**Quoted text:**
As you can see, make says it configuring, but the configure script is never executed. If I enter the work source directory and execute the configure script, and then call *make *everything works.

The makefile was originally written for automake v.1.5, autoconf v.2.53 and libtool v.1.3
Can anyone suggest what the problem is?

Thank,
John


----------



## SirDice (Sep 16, 2010)

Did you read Porter's Handbook: 6.4 Using GNU autotools?


----------



## oobayly (Sep 16, 2010)

Hmm, that'll complement my current bedtime reading of Understanding Flying Weather! Thanks for the tip.


----------



## SirDice (Sep 16, 2010)

I think aclocal, automake and autoreconf is already 'build-in', you just need the correct variables in your Makefile. There's no real need to do those 'by hand' with post-patch.

Not sure about libtoolize though, you may need to experiment a little.


----------



## oobayly (Sep 16, 2010)

**Tasks to perform:**
[a] According to the autotools forum thread, which section of Porter's Handbook does SirDice point to?
[b] Please carry the autotools forum thread forward from its final line by writing the post that follows.

**Data provided:**
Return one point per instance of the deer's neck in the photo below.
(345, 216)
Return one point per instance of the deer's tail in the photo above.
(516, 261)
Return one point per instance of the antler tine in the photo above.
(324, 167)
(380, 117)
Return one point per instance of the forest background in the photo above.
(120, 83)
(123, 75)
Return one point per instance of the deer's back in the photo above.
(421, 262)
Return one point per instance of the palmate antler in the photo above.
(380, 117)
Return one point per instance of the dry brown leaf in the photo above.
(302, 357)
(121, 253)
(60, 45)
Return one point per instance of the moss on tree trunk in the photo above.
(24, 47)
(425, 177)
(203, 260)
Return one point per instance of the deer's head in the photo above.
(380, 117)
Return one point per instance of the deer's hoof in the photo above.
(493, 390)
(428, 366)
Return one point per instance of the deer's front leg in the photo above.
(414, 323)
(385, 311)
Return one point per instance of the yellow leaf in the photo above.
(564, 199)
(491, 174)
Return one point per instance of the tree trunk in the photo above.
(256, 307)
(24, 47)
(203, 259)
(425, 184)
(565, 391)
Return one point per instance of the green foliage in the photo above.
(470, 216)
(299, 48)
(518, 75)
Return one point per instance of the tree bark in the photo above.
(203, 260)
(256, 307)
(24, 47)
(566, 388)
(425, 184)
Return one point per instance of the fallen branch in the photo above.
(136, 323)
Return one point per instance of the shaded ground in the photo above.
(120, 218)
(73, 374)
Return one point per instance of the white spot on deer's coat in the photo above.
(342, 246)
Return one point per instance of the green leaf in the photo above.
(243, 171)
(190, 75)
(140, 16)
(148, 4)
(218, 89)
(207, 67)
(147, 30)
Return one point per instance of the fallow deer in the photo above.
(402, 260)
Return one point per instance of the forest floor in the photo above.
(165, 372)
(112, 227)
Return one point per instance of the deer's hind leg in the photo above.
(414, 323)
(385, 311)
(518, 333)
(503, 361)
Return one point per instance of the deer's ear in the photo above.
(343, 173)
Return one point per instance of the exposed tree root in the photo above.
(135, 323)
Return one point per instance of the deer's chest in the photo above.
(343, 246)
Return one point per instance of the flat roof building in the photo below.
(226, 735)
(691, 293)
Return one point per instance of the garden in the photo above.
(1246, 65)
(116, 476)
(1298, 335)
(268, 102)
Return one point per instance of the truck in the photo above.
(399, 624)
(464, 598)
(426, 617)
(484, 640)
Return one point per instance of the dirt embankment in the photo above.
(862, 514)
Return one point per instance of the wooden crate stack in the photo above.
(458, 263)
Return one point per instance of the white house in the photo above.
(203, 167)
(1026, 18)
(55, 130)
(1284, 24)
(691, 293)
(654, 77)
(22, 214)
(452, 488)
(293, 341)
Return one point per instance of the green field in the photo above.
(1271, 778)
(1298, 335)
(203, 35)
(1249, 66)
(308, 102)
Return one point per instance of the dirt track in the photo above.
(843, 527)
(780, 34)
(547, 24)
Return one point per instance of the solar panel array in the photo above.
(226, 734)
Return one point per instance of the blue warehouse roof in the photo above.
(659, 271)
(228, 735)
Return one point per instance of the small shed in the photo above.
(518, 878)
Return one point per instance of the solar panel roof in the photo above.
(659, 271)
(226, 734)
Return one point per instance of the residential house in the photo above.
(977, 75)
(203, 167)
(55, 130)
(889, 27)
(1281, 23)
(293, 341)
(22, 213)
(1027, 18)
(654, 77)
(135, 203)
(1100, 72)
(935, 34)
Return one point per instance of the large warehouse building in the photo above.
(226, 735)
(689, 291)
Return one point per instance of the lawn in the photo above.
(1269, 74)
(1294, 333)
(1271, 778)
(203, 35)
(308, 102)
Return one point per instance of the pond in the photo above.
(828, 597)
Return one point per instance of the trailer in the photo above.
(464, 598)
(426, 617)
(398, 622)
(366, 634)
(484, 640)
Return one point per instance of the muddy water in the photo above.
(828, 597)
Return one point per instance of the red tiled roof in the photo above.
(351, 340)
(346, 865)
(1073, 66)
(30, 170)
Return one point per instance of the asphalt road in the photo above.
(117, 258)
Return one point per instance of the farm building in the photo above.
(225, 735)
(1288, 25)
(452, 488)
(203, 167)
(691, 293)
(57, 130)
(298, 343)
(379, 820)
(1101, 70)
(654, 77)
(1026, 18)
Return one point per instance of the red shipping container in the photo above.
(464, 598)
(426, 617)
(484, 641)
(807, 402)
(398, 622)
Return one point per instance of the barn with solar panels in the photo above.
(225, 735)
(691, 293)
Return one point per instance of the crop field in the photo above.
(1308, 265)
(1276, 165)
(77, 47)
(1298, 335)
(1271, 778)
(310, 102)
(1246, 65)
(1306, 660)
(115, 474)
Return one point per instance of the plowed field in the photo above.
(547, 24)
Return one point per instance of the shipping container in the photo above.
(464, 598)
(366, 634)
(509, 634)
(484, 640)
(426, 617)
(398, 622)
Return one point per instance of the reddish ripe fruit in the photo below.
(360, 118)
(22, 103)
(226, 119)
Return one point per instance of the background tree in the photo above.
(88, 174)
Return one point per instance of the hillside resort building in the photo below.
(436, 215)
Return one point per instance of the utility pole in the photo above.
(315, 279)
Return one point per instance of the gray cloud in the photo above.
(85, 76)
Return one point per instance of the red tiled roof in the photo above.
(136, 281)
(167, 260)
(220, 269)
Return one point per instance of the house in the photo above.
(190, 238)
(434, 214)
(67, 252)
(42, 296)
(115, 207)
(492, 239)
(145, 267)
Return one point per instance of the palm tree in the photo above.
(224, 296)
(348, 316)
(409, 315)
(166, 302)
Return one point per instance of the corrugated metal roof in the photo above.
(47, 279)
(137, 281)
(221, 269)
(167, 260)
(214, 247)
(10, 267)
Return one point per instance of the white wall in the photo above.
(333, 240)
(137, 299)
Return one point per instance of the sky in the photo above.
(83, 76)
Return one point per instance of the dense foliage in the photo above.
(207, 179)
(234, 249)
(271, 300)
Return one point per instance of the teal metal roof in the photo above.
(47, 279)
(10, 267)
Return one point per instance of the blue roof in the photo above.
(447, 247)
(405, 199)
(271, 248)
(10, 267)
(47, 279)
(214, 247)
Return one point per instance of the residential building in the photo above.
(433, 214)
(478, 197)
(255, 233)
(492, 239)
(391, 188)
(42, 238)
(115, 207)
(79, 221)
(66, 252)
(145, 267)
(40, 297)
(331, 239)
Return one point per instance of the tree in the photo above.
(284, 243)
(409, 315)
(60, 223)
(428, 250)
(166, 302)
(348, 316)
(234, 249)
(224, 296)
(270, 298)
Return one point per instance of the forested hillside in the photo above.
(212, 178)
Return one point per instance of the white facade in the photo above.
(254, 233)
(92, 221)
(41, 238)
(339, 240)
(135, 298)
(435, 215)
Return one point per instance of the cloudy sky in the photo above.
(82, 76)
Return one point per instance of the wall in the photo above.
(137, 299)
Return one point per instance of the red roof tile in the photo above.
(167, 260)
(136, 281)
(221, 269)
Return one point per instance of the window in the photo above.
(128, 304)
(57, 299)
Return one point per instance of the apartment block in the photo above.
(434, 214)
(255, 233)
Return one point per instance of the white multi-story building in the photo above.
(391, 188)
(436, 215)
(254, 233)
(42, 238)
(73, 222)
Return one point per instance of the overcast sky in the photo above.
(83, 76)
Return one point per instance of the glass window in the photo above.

**Answers by task:**
[a] Porter's Handbook: 6.4 Using GNU autotools.

[b]
SirDice said:
			
		

> I think aclocal, automake and autoreconf is already 'build-in', you just need the correct variables in your Makefile. There's no real need to do those 'by hand' with post-patch.
> 
> Not sure about libtoolize though, you may need to experiment a little.



Using the "Building Mechanisims" & "GNU autotools" chapters, I was able to tidy up the post-patch executes. However libtoolize left me scratching my head, so I've had to leave it in post-patch.

As for the configure script not running, there was no *GNU_CONFIGURE= yes* set. The whole package compiles effortlessly now.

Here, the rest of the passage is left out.